* What the exercise asks: In the piece about Poppy Wilson St James's food projects, what material are her "real" gummy teeth cast in?

Poppy Wilson St James is another of our “Designing for the Future” alumni and her final year health-related project is concerned with communicating relevant, but sometimes inaccessible facts about food in original and engaging ways. All very topical in the light of the various recent food scandals.

I was particularly struck by the idea of the pig’s trotter jelly mould. Historically, gelatine was created by boiling the bones of animals, especially pigs and cattle. Nowadays gelatine is still made from the hides and bones of cows and pigs but is industrially extracted. As highlighted by the recent horse meat scandal we are increasingly ignorant of what exactly is in our food and how it is treated before it arrives in shops and on our plates. Poppy believes that by creating a jelly mould in the shape of a pig’s trotter consumers can be reminded of the origins of their food, specifically the intensive industrial processes and subsequent synthetic nature of jelly that removes us from the reality of its source.

Equally striking are the “real” gummy teeth sweets. Sugar has been portrayed in recent years as the root of all current health problems and crises. Whilst there are different studies and arguments about whether sugar plays a part in causing obesity, heart disease and other conditions, it is universally accepted that sugar causes tooth decay. Consumption of sugars, of all kinds including those in dried fruit and honey, leads to acid attacking the enamel on our teeth causing decay and cavities. So why, asks Poppy are perfectly straight, white, pristine teeth shaped sweets sold in sweet shops everywhere? Poppy has created ‘real’ gummy teeth, cast in silicone to mimic gummy sweets from two real mouths, to demonstrate the one definite result of over consumption of sugar – decay and tooth loss.

Both projects raise interesting questions about how much we know about the food we eat  – where it comes from and what affect it has on our health – and how we go about communicating that information. Poppy’s fun approach may well be a good start.

* Information shown:
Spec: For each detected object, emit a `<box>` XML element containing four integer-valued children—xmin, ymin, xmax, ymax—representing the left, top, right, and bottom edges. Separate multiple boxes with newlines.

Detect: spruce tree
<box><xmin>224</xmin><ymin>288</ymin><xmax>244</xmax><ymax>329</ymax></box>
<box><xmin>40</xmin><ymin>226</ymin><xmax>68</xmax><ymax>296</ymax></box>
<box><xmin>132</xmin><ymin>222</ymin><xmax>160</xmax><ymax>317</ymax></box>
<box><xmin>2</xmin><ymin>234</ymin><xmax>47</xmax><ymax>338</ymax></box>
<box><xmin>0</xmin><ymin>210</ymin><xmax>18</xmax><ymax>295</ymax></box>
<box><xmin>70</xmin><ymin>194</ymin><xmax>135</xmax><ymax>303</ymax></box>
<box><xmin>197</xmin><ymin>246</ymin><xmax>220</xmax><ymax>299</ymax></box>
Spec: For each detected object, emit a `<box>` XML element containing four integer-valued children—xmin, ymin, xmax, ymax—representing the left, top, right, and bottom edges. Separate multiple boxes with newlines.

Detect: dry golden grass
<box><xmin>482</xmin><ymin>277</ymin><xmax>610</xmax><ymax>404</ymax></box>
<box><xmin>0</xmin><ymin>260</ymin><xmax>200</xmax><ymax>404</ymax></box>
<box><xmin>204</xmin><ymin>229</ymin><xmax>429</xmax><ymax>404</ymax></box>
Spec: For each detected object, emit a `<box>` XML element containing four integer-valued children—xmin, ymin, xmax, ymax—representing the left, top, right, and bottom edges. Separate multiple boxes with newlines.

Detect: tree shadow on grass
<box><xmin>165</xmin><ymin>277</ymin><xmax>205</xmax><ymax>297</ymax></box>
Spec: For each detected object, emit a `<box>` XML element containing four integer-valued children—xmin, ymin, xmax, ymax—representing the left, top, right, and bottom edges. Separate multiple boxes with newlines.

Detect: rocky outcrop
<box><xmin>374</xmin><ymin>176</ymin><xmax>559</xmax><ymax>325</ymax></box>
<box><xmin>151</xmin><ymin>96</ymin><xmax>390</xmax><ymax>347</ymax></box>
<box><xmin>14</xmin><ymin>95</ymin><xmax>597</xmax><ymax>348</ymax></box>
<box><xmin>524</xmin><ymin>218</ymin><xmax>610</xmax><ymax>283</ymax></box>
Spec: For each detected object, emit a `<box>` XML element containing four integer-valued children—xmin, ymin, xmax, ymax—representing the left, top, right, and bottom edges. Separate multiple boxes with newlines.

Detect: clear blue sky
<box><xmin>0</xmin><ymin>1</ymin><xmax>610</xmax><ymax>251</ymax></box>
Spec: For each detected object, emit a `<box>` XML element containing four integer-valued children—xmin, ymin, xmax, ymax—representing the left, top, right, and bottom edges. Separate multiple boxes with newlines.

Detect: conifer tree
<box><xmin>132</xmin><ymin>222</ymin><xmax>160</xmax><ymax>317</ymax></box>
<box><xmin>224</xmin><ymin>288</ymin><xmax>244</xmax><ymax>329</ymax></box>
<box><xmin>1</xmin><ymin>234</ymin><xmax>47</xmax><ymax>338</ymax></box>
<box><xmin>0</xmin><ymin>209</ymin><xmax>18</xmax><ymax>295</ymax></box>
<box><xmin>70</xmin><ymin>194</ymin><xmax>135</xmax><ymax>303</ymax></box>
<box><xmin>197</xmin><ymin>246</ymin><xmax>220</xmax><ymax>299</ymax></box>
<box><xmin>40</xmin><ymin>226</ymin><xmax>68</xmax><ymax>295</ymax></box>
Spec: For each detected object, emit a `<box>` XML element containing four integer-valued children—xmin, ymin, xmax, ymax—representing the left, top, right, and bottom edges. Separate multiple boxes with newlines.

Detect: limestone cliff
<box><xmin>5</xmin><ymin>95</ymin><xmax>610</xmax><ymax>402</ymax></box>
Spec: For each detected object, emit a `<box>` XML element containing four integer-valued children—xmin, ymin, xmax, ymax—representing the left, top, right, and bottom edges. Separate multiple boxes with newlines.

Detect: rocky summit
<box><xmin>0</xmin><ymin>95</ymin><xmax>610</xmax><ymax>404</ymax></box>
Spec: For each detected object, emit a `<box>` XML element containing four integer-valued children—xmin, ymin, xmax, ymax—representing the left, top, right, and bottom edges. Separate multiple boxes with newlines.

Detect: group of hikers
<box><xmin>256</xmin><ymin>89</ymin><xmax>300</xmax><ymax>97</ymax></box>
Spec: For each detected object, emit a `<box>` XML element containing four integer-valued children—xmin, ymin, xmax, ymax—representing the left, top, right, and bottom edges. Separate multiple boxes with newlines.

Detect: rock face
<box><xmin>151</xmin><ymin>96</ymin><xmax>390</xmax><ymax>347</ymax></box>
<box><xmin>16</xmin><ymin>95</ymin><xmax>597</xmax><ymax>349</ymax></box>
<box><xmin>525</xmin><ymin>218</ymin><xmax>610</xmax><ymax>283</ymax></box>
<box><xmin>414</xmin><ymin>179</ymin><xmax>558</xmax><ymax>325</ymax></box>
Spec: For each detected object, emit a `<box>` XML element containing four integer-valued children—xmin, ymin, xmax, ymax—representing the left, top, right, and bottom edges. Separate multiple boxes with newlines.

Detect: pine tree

* Result below: Silicone